OBJECTIVES
1. Answer these questions using the match report below, one short answer per line:
(a) Which match was Ireland's biggest win before this one, and what was the score?
(b) What was the score at the end of the first half?
(c) Who was Portugal's captain, and how did he leave the field?
2. From the match report below, copy word for word the part that opens with the words containing "The scorers? We’ll" and closes with "Murphy, penalty try.".

### ARTICLE ###

Not so much Lisbon Lions here as lambs to a slaughter.
The scorers? We’ll keep that as simple as possible.
1st half: Stuart McCloskey, Hugh Gavin, Tommy O’Brien, Shayne Bolton, Tommy O’Brien, Thomas Clarkson, Bolton, Gavin.
2nd half: Craig Casey, Cian Prendergast, Calvin Nash, Ciaran Frawley, Prendergast, Alex Kendellen, Ben Murphy, penalty try.
This always looked like a mismatch, even with so many of Ireland’s players, coaches and staff on duty in Australia with the British and Irish Lions. It wasn’t long before we were reaching for the record books.
Ireland’s biggest win prior to this was an 83-3 hockeying of the USA in New Hampshire in 2003. Portugal’s worst defeat before now had come four years later at the World Cup in Lyon where they lost 108-13 to the All Blacks.
Add in Ireland’s stroll against Georgia in Tbilisi last weekend and it all adds up to a two-match mini-tour of highly questionable value for a shadow touring side that handed out nine Test debuts in the absence of so many frontline stars.
The cliché with games like this is to suggest that it was no more than a glorified training session, but then Portugal had given Andy Farrell’s Ireland a right old scare during a behind-closed-doors game before the last World Cup.
They’ve fallen off a cliff since.
It took Ireland less than a minute to get off the mark, McCloskey doing the honours. Tone set. Seven more five-pointers followed in the first-half alone, by the end of which the visitors were 52-0 to the good.
The ease with which most of the scores came, even the early efforts, was embarrassing. Just awful. Any semblance of a defensive line crumbled at the merest of prods or probes, vast acres of turf were there for gambolling all evening long.
Portugal didn’t help themselves with some risky stuff out of their own third. and there were rare glimpses of the flowing rugby that so captured the eye and the imagination at the last World Cup in France where they beat Fiji.
Full-back Nuno Sousa Gedes was involved in much of what they did manage. It was the 15 who ran under the posts off the back of a clever crosskick from his ten and dizzying feet from Victor Pinto out wide. The problem was a forward pass and it was ruled out.
Worse was to follow when Portugal’s captain Tomas Appleton was stretchered off after lengthy treatment for what appeared to be a bad ankle injury, and his replacement followed shortly after coming on. All this well before the half-time pause in punishment.

### PROVIDED INFORMATION ###

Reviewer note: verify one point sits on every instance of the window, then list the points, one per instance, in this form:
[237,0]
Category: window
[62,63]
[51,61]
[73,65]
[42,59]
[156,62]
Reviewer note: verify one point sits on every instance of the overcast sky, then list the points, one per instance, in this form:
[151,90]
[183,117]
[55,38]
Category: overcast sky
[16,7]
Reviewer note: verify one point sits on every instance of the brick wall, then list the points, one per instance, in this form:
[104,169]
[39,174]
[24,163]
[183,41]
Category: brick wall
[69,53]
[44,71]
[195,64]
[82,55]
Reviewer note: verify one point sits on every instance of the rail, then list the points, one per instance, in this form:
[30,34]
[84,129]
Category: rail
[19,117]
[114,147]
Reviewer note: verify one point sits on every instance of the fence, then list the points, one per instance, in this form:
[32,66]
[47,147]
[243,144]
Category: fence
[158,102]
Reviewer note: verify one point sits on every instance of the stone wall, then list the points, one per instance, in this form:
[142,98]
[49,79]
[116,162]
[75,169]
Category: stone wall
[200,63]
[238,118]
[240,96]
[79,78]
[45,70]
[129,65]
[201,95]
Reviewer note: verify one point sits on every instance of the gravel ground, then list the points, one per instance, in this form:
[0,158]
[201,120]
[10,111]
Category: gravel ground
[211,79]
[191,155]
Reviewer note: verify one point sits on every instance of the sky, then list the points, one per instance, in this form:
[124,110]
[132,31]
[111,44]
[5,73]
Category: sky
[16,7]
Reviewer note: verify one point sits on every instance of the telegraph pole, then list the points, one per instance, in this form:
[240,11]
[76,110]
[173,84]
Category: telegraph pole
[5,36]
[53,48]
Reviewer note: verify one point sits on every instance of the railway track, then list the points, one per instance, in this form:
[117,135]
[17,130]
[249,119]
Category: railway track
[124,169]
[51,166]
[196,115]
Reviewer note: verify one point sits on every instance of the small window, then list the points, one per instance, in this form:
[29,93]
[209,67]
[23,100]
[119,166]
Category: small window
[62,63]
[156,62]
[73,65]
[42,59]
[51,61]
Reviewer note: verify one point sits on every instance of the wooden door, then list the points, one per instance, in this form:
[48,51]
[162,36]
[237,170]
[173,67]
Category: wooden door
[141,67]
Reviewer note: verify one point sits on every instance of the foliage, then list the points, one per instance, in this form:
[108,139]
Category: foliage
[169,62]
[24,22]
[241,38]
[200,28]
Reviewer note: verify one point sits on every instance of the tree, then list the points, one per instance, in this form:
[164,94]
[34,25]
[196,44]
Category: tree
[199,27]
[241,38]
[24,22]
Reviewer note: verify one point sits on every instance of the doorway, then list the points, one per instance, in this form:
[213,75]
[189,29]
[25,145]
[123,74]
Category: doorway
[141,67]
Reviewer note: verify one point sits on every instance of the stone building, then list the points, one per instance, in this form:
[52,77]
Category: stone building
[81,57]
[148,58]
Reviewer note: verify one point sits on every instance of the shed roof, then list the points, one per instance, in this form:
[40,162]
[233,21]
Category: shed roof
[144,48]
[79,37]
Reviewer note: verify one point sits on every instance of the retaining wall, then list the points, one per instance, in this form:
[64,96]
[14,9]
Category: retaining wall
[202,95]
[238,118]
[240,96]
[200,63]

###

SOLUTIONS BY TASK
1.
(a) The 83-3 win over the USA in New Hampshire in 2003.
(b) 52-0 to Ireland.
(c) Tomas Appleton, who was stretchered off.

2.
The scorers? We’ll keep that as simple as possible.
1st half: Stuart McCloskey, Hugh Gavin, Tommy O’Brien, Shayne Bolton, Tommy O’Brien, Thomas Clarkson, Bolton, Gavin.
2nd half: Craig Casey, Cian Prendergast, Calvin Nash, Ciaran Frawley, Prendergast, Alex Kendellen, Ben Murphy, penalty try.